__Work to be completed__. Each line below must be reproduced exactly, though the pictures are to be dropped.

Excerpts from a dataset:
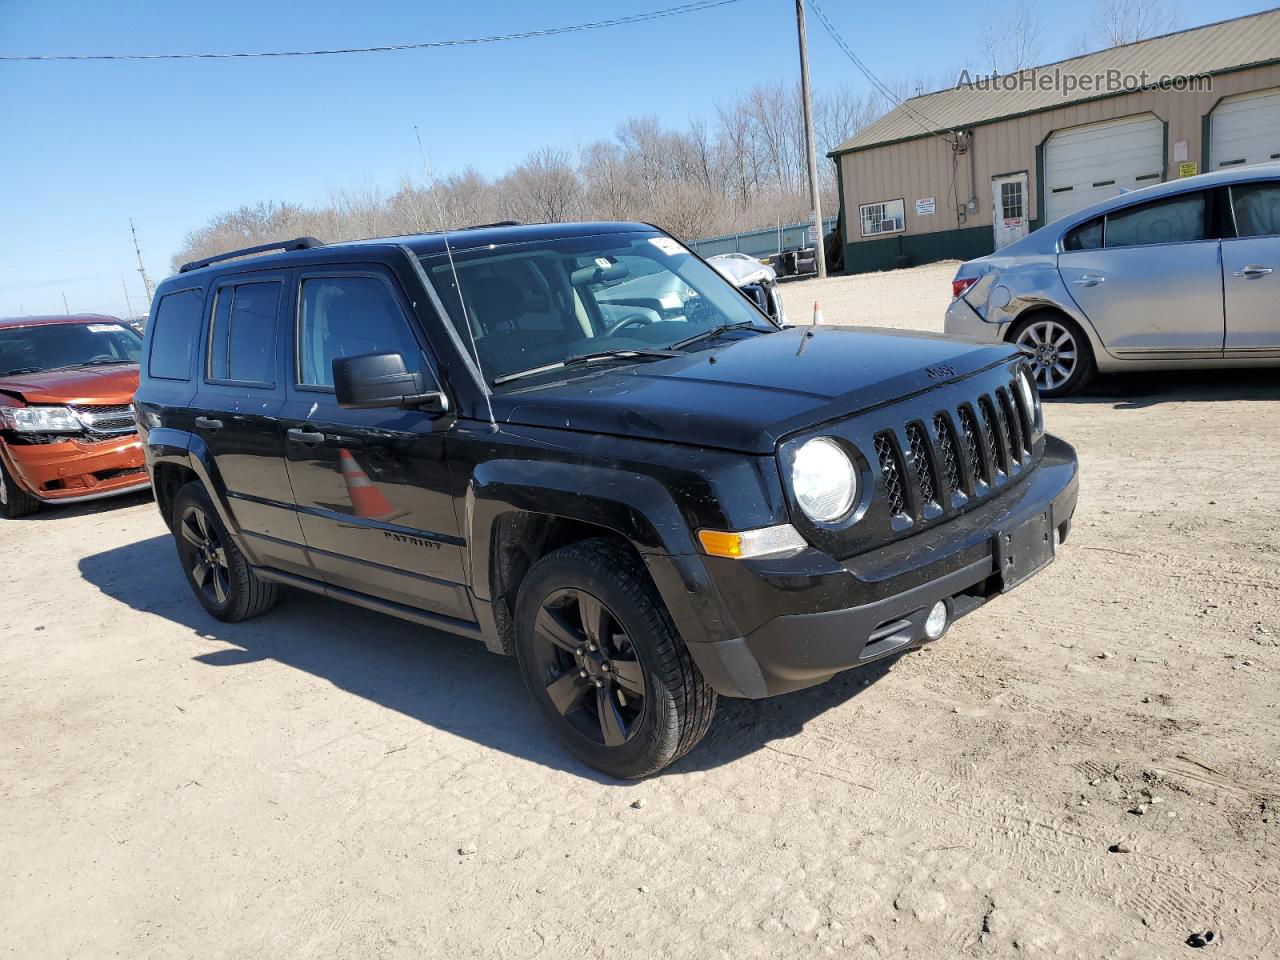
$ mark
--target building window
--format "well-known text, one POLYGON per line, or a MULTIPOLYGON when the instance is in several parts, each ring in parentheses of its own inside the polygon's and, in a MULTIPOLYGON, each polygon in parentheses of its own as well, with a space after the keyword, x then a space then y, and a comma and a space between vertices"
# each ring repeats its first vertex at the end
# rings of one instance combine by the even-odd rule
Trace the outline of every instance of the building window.
POLYGON ((1022 219, 1022 181, 1009 180, 1000 184, 1000 211, 1006 220, 1022 219))
POLYGON ((905 226, 904 204, 901 200, 883 203, 864 203, 858 208, 862 215, 862 235, 874 237, 881 233, 897 233, 905 226))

__Reply to the exercise__.
$ mark
--target building window
--format "well-known text, one POLYGON per line, or a MULTIPOLYGON when the instance is in several parts, each ring in parentheses of its own inside the polygon's and, in a MULTIPOLYGON, each polygon in parentheses of its own as well, with a space after the keyword, x then a space then y, and a comma and a space between vertices"
# each ring repeats its first vertex at the end
# rings of one instance combine by the even-odd rule
Trace the outline of every instance of the building window.
POLYGON ((1022 219, 1022 181, 1009 180, 1000 184, 1000 211, 1006 220, 1022 219))
POLYGON ((905 226, 904 204, 901 200, 883 203, 864 203, 858 208, 862 215, 862 235, 874 237, 881 233, 897 233, 905 226))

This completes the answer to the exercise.